[Data items]
[Start of Attachment]
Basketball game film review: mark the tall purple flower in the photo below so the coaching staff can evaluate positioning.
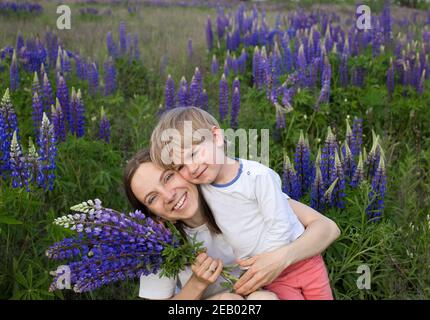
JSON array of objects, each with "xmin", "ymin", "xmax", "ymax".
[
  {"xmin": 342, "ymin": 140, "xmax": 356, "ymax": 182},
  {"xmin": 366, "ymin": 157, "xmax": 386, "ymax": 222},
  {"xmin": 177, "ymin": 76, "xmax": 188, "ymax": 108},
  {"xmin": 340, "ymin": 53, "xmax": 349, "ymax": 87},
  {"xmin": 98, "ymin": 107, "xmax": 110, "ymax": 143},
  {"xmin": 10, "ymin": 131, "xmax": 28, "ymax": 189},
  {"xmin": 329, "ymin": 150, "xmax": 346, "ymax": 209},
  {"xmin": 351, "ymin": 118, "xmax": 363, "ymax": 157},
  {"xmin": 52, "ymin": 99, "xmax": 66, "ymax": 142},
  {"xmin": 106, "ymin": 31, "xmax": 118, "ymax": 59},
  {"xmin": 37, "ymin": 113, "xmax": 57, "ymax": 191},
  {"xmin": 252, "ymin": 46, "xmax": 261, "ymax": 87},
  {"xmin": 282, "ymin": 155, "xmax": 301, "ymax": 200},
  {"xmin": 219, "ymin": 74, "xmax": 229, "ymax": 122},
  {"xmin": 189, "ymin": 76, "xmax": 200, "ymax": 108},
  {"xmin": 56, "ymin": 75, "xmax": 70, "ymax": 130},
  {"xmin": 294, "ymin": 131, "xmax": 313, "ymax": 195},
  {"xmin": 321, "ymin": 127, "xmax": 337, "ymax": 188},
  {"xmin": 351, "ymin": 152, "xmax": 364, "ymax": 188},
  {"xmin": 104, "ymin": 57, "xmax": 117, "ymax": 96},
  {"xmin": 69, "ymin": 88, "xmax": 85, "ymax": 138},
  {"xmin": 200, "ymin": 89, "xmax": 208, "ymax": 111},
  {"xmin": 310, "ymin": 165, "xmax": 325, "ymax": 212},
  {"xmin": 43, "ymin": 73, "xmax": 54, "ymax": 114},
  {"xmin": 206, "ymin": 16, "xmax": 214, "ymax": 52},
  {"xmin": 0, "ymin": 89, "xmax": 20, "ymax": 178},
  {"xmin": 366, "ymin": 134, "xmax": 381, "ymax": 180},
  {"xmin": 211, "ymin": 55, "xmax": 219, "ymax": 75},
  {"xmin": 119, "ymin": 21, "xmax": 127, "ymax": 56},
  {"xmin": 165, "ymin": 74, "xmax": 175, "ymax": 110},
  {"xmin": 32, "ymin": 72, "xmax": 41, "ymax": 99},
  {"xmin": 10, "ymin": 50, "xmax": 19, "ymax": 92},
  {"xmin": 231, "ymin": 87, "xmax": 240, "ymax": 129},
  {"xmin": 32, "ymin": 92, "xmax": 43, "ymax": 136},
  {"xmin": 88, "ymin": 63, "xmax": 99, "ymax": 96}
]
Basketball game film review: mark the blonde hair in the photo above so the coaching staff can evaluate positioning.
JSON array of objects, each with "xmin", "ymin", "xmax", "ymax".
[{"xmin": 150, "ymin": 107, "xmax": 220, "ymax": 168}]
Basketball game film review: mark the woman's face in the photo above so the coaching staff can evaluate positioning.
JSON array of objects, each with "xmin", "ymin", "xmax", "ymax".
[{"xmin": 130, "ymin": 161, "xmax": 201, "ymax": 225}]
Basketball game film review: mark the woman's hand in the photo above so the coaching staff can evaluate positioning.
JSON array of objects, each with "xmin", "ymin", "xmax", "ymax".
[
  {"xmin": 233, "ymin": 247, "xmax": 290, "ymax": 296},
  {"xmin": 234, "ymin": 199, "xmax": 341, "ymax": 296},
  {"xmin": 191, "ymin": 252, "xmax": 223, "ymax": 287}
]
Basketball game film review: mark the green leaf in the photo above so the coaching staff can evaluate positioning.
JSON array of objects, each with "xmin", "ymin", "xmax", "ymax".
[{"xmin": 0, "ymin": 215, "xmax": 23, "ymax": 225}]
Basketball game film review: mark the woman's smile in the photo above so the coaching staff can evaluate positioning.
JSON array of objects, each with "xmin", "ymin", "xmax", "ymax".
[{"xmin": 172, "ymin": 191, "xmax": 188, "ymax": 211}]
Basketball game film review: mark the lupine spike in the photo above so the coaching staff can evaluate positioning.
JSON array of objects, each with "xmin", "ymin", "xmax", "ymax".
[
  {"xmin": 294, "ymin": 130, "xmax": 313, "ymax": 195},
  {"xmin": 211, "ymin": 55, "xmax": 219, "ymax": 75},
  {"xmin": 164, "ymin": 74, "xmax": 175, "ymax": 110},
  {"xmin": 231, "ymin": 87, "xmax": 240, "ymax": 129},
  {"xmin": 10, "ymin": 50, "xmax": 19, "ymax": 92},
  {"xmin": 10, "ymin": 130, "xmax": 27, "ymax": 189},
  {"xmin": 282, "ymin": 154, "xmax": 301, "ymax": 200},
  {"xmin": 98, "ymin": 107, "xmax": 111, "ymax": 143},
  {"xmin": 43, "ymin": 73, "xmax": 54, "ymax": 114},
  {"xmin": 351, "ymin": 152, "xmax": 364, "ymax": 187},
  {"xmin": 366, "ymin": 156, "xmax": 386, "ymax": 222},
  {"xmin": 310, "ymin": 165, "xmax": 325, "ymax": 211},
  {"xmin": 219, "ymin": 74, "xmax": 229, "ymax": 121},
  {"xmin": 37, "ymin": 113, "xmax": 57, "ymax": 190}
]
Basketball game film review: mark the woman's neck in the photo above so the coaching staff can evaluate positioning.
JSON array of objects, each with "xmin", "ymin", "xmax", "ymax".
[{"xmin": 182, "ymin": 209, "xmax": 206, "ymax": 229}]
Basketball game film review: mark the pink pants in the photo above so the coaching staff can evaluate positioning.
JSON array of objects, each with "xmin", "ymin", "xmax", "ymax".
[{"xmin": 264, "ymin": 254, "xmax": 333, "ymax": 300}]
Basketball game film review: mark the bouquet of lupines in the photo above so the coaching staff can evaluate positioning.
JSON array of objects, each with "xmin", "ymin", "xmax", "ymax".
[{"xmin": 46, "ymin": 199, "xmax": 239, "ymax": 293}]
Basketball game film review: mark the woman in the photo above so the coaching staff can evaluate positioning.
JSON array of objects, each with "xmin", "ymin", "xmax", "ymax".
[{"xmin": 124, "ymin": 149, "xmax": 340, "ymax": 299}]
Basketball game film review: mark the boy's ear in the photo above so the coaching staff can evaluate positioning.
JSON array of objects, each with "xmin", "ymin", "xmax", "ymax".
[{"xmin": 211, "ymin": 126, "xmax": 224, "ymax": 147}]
[End of Attachment]
[Start of Attachment]
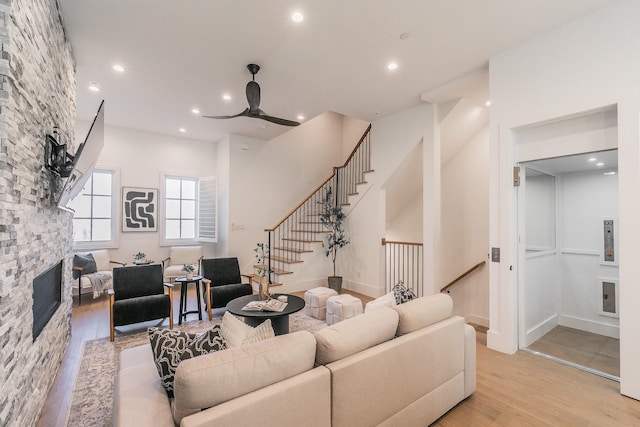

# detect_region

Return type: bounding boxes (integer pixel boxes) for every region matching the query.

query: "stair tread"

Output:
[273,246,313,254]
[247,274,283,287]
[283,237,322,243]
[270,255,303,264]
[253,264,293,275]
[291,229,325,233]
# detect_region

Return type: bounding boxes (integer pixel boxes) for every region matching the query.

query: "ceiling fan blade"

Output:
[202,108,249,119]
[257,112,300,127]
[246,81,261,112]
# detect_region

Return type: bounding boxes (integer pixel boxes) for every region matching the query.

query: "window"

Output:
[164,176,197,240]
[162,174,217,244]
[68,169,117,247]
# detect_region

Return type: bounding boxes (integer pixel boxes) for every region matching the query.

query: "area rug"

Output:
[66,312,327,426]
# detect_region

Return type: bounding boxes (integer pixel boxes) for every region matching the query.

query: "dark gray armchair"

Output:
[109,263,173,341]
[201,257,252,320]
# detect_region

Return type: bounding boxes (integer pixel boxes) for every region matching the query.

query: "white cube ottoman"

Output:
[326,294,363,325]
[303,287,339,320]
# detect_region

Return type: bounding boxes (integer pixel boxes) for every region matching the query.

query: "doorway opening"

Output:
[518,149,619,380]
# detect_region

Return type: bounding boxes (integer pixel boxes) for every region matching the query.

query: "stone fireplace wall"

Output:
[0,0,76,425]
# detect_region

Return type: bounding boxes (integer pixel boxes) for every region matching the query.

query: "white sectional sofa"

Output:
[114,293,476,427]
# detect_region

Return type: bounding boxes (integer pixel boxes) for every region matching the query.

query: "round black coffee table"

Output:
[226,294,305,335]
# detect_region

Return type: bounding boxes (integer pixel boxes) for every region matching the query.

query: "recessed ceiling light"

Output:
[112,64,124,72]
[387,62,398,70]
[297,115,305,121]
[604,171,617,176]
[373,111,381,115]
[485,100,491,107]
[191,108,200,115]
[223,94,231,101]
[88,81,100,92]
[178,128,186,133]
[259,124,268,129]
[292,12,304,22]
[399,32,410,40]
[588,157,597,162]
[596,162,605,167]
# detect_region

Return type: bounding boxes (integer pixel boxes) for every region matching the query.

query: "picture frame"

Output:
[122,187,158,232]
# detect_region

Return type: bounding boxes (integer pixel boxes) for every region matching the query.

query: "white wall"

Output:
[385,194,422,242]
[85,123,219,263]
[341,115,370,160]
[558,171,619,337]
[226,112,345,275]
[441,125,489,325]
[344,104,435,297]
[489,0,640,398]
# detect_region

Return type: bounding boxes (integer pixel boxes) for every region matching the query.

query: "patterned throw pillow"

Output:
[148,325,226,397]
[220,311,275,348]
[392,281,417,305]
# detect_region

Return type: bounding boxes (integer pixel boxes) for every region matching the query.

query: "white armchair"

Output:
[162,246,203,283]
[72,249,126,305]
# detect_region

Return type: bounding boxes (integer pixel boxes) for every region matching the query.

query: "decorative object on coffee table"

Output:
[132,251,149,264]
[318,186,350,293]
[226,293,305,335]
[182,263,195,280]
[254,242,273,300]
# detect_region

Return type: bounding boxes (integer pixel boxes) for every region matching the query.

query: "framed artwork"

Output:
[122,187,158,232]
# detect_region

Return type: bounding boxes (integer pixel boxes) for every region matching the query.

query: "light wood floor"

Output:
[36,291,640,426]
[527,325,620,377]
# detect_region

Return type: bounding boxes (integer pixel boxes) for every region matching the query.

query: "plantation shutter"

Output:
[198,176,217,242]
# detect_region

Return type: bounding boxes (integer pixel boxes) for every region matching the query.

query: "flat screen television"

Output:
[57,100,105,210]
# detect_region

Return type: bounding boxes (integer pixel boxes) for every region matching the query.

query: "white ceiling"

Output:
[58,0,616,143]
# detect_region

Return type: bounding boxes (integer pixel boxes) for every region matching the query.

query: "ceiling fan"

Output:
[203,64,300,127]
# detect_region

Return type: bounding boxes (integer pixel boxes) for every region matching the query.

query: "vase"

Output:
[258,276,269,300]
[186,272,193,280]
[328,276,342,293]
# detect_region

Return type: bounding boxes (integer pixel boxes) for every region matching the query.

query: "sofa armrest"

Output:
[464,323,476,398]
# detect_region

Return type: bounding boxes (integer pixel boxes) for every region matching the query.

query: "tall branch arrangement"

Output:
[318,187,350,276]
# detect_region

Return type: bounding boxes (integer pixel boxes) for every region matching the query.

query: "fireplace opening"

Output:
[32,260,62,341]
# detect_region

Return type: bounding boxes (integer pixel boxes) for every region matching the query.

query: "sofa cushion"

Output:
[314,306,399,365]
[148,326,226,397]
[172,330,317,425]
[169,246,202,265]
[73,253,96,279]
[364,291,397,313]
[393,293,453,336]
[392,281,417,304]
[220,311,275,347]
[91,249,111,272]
[End of Attachment]
### Task description
Wherever "photo" occurs in the entries above, copy the line it sits on.

### Your response
Basketball game film review: mark the tall purple flower in the photo below so the coaching staff can evaluate positioning.
Basketball game film review: mark the blonde hair in the photo above so the coaching staff can evaluate positioning.
Basketball game film review: mark the woman's face in the photo above so the coaching staff can evaluate positioning.
Basketball game film review: mark the woman's hand in the photo above so the coaching staff can evaluate positioning.
Basketball game film review: mark the green leaf in the photo above so the coaching staff can evaluate positioning.
Basketball game film review: mark the woman's smile in the photo above so the coaching staff can evaluate positioning.
Basketball game film review: mark the lupine spike in the photo above so the coaching staff can evaluate positioning.
Basketball game film review: mark the woman's neck in the photo above so the coaching staff can evaluate positioning.
Basketball game film review: mark the pink pants in the photo above so the coaching staff can evaluate positioning.
Basketball game film review: mark the bouquet of lupines in the photo above so the coaching staff can evaluate positioning.
Basketball game film review: mark the woman in the photo above so the coaching staff can evaluate positioning.
Basketball game film review: mark the boy's ear in the photo above so the coaching staff can evaluate positioning.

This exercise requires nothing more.